Select every line in the items below that contains the word "distant", and copy each of those lines.

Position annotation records

— Start —

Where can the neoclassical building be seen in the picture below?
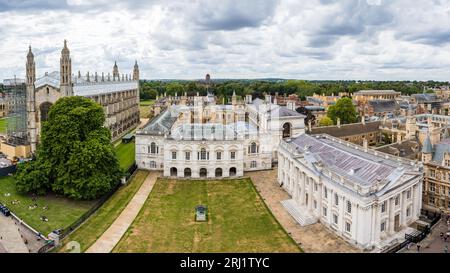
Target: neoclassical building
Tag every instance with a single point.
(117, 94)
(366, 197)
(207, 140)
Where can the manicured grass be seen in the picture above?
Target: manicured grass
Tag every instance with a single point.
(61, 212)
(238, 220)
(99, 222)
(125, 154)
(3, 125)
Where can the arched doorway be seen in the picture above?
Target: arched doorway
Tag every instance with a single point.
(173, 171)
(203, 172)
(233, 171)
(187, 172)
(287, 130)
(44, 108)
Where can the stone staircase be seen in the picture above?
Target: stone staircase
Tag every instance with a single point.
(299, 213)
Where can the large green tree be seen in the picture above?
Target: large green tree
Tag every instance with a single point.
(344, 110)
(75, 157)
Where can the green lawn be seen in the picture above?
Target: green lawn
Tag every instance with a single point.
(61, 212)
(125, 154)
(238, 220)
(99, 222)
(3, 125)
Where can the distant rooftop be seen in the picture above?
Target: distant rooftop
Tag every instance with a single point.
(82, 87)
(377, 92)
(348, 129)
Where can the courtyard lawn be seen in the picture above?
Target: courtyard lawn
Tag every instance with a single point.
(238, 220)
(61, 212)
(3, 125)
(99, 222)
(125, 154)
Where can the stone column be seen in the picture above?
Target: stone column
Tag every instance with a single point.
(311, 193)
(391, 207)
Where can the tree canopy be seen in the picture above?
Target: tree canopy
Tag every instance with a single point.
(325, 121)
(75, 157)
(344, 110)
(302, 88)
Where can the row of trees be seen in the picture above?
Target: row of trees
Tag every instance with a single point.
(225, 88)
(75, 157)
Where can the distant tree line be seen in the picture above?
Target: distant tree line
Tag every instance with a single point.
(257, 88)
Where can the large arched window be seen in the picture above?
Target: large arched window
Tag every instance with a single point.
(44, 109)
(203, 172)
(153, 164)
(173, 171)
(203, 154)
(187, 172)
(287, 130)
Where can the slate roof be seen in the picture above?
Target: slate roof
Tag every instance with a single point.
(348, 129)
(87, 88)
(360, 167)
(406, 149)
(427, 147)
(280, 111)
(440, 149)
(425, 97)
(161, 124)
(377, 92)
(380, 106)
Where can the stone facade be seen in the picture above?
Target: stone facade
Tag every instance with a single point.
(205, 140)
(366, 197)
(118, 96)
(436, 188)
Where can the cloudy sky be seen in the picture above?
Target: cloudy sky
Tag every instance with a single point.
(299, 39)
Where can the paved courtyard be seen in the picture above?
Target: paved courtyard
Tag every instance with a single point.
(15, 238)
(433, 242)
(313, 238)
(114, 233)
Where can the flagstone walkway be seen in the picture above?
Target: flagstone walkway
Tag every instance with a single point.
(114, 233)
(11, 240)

— End —
— Start —

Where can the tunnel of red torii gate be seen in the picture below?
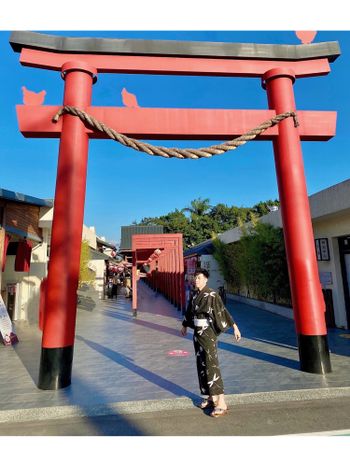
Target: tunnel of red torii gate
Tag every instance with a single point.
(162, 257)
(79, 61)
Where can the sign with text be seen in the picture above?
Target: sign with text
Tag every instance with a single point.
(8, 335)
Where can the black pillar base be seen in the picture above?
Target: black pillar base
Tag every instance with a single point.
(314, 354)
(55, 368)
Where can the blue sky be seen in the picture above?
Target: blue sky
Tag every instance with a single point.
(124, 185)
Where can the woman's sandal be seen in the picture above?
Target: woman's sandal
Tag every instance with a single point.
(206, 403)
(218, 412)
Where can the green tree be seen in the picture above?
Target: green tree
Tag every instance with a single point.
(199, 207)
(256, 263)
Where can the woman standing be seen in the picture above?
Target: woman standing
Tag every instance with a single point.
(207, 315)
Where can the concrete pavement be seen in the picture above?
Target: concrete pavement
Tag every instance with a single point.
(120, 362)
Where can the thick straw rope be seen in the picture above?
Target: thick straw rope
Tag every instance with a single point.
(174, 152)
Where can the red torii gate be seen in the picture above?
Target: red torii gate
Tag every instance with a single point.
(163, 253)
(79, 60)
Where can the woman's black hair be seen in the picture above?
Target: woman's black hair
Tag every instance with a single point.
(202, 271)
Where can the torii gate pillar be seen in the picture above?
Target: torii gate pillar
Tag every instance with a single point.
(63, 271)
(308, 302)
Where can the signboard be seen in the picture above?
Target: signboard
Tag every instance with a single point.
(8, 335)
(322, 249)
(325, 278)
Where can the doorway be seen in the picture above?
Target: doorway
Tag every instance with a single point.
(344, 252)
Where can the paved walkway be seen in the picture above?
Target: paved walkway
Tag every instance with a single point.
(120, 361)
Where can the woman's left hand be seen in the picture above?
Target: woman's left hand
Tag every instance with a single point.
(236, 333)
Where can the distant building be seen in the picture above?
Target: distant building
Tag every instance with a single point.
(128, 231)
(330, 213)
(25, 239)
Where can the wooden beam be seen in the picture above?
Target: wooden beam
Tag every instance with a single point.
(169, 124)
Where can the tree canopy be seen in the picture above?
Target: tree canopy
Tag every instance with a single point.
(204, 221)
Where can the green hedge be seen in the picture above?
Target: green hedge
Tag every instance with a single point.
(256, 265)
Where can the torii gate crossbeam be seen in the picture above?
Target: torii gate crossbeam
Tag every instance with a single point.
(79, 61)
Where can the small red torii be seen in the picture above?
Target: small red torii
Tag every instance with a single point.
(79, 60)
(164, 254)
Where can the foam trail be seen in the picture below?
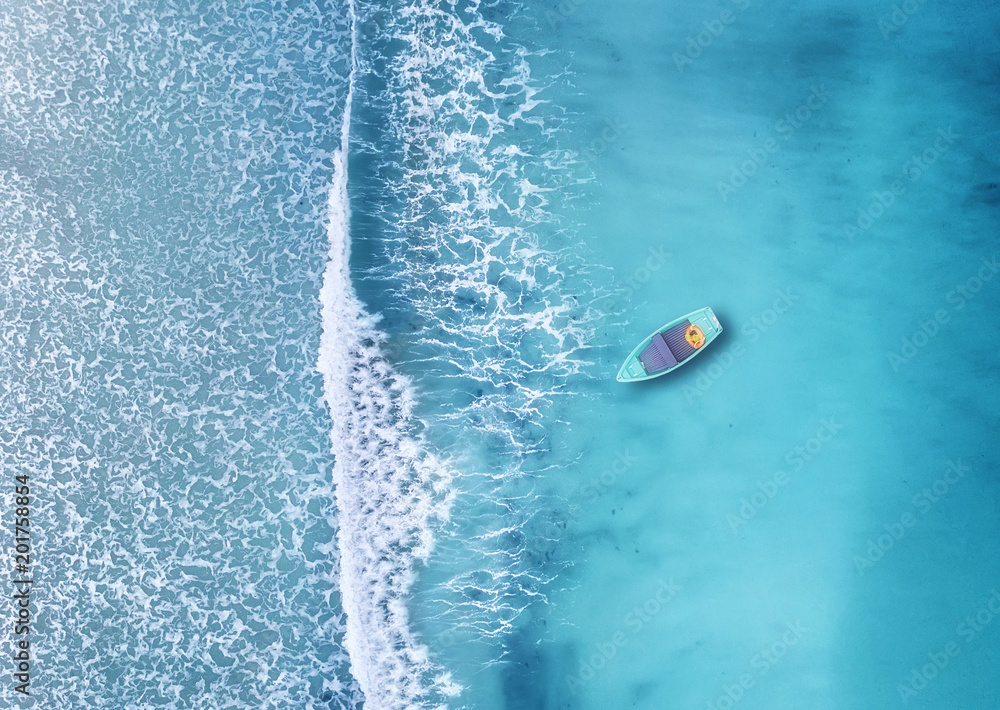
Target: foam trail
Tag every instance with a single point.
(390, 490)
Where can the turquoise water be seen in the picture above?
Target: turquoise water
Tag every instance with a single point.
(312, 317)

— End —

Correct output -
Where can the distant rooftop be seen in the picture above?
Target: distant rooftop
Where can the distant tree line be seen in the picture above?
Target: distant tree line
Where can the distant building be seen in the picture above?
Target: distant building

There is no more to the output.